• _GIVEN PROBLEM_:
Show each line of the entries below that contains the string "frame". Case counts.

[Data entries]
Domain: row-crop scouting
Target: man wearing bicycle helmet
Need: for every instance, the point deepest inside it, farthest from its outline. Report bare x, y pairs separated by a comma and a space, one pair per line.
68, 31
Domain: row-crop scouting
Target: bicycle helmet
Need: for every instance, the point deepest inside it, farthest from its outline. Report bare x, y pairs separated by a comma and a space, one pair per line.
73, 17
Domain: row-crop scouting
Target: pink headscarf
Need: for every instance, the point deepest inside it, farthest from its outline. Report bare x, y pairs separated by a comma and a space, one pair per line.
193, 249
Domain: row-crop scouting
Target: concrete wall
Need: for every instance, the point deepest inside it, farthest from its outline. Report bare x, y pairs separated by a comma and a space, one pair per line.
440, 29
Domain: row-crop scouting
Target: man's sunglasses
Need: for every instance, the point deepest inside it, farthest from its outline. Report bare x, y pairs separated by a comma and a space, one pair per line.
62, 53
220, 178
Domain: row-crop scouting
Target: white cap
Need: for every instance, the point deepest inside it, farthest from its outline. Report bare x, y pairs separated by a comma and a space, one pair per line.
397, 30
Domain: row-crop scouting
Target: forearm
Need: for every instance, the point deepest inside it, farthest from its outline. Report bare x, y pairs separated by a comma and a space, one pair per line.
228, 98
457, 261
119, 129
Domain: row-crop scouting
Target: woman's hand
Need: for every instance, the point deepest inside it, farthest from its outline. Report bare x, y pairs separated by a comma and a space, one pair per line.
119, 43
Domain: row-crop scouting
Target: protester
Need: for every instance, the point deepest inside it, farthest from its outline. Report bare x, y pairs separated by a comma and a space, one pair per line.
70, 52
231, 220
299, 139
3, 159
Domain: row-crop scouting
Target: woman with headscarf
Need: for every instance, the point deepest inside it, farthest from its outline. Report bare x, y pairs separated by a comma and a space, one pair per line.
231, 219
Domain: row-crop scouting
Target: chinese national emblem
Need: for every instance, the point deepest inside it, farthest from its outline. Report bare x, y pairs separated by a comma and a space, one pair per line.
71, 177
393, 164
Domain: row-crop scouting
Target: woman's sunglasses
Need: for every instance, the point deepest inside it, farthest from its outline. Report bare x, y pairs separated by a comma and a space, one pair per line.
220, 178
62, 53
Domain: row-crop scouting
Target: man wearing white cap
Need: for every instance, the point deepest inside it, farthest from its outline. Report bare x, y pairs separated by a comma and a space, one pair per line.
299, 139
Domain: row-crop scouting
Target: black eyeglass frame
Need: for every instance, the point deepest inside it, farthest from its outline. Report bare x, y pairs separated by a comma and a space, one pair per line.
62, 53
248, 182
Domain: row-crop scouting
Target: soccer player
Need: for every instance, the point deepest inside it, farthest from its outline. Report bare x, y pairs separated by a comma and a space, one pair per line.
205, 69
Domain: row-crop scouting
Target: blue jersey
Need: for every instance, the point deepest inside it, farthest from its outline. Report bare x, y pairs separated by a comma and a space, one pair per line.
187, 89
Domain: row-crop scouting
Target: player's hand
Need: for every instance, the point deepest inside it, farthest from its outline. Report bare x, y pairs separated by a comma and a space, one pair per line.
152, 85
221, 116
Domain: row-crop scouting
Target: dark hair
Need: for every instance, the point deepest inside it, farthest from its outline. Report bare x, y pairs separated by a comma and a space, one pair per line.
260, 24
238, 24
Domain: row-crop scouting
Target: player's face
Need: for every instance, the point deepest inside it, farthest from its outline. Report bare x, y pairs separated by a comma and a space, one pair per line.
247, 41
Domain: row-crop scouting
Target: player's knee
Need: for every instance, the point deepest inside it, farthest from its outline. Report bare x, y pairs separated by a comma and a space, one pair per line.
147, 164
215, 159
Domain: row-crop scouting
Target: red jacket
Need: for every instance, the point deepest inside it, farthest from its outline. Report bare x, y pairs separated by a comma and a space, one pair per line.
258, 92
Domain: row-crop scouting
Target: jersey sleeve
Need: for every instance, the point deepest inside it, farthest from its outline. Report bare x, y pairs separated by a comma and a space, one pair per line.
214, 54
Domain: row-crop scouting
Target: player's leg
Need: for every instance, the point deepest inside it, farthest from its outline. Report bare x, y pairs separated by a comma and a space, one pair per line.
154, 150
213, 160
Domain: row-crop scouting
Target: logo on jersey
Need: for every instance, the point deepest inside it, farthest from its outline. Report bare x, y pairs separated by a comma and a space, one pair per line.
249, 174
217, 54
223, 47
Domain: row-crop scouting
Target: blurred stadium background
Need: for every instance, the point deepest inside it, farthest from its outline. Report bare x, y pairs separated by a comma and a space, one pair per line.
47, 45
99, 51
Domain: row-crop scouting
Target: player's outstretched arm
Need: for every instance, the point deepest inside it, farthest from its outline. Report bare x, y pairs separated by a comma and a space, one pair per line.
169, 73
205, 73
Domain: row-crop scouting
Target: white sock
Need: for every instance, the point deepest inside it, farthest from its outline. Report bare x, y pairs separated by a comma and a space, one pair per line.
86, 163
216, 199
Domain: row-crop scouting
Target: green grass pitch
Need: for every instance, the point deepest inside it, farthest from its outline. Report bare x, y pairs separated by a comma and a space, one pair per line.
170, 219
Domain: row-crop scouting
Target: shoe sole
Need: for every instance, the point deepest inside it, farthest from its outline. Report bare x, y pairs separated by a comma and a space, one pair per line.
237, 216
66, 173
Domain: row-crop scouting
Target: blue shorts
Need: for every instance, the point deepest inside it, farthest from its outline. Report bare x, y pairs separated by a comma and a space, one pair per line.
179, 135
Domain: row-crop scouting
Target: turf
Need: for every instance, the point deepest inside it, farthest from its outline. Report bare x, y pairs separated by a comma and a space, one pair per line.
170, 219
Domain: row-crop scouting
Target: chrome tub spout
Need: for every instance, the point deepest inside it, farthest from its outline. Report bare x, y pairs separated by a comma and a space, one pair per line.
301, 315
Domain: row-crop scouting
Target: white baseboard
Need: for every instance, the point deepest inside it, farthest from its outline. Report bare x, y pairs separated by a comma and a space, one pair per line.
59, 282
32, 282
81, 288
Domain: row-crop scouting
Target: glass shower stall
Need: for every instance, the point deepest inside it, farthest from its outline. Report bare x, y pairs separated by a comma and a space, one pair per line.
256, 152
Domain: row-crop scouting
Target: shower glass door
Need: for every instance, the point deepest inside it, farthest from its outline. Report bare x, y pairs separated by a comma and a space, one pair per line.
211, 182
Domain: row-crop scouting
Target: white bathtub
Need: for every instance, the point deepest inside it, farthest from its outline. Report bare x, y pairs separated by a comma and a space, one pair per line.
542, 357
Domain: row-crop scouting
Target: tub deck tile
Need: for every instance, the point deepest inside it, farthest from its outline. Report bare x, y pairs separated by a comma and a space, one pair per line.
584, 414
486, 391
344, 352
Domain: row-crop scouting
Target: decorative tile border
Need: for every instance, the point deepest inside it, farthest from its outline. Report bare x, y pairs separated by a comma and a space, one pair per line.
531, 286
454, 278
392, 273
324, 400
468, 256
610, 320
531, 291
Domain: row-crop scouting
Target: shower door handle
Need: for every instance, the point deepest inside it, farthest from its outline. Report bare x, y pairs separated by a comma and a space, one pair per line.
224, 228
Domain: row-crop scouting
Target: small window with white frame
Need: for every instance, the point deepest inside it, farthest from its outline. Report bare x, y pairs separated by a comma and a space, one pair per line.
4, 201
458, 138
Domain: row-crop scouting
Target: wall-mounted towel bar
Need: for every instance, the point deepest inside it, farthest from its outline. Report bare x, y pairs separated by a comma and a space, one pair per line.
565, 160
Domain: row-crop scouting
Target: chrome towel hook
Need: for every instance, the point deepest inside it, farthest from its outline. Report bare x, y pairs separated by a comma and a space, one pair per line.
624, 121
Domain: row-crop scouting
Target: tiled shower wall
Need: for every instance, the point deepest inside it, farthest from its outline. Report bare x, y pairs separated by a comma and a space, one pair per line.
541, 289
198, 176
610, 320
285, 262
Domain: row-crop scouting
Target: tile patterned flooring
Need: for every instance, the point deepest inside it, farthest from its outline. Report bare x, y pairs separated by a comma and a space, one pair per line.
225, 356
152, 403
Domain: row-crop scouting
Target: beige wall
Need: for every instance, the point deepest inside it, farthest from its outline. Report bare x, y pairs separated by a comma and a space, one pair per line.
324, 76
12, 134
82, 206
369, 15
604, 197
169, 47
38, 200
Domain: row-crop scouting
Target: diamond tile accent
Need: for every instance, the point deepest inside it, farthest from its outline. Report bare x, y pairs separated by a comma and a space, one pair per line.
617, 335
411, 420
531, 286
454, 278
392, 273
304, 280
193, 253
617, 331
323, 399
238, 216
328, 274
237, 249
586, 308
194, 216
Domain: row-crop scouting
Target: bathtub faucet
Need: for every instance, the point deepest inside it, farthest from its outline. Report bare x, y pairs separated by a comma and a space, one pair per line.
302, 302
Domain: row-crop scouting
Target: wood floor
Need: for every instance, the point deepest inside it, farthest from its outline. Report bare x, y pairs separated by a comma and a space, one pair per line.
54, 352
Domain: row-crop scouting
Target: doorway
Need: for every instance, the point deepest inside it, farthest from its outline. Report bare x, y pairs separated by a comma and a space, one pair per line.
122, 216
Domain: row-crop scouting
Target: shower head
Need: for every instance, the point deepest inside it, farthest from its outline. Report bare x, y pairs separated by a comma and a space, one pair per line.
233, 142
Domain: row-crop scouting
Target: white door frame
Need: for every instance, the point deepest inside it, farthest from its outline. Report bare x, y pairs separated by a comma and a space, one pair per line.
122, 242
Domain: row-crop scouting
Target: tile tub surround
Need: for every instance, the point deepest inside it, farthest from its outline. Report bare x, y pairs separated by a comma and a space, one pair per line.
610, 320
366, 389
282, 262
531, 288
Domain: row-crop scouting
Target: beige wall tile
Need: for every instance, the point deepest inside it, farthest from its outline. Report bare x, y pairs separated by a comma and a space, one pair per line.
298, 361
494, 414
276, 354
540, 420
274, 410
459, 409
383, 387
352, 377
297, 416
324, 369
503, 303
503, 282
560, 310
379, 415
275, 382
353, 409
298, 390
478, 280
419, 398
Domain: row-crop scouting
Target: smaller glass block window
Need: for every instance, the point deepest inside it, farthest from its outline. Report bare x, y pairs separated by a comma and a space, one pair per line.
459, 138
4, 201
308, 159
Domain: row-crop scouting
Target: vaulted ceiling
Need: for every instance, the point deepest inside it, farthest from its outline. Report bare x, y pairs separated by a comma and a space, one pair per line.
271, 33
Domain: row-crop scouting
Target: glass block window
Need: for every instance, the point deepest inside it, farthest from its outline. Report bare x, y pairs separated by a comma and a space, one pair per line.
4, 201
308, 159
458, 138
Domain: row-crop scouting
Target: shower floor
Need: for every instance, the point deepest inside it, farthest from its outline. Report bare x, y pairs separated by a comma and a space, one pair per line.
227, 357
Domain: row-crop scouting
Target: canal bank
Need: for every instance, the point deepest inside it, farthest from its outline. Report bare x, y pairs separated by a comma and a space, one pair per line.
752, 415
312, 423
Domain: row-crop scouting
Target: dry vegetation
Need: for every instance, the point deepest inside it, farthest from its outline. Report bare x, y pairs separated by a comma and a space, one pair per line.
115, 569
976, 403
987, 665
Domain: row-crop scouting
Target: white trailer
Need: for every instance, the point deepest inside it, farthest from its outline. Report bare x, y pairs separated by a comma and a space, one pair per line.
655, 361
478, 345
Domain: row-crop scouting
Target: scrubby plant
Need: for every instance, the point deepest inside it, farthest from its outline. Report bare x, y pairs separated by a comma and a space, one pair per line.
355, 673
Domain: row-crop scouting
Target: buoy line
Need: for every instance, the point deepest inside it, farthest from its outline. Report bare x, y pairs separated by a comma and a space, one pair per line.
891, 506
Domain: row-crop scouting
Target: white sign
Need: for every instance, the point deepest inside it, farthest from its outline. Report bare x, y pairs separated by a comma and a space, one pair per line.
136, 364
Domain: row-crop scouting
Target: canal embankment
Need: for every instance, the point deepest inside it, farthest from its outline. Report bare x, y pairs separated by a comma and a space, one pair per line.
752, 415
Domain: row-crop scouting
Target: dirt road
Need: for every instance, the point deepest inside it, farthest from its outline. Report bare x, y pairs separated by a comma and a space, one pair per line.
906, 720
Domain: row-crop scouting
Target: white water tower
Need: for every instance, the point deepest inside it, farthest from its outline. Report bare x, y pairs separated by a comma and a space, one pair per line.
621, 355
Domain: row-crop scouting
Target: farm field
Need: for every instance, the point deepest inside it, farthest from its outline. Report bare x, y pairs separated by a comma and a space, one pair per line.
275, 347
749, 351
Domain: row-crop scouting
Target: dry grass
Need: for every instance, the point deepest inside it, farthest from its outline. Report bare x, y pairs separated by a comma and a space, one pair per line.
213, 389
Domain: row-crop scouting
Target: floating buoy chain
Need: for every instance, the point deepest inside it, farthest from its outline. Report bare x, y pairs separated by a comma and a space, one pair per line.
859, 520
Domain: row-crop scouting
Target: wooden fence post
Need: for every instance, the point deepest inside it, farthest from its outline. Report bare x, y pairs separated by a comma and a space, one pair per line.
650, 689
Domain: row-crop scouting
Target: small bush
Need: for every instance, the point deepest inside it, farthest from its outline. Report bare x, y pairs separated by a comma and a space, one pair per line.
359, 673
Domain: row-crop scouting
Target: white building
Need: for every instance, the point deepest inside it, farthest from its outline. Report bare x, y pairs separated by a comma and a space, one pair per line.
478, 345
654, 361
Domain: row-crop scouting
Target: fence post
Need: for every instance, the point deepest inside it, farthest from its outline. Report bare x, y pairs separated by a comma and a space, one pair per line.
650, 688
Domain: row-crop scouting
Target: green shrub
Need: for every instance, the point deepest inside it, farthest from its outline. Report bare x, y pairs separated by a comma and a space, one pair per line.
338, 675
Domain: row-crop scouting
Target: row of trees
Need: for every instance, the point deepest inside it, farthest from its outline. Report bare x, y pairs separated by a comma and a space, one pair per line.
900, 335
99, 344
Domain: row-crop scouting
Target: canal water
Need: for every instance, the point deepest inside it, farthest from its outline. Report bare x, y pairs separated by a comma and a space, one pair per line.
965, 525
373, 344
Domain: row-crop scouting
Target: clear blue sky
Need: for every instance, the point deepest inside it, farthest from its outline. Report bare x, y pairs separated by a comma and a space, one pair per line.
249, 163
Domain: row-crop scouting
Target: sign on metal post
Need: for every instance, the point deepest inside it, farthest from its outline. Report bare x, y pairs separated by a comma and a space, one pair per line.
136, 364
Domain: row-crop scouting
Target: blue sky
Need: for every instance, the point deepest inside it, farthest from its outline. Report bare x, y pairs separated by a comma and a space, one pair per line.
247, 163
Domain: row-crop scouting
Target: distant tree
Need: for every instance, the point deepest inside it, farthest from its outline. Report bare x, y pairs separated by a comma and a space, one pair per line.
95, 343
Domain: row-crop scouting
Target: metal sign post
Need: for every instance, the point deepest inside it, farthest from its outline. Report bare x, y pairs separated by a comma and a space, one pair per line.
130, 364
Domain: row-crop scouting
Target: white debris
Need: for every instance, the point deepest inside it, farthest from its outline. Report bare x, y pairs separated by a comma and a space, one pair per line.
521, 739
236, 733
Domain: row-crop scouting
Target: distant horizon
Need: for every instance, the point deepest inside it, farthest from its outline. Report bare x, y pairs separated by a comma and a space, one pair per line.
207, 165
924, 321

• _RESULT_:
Target: black eyeglass frame
Target: small window with white frame
Target: white door frame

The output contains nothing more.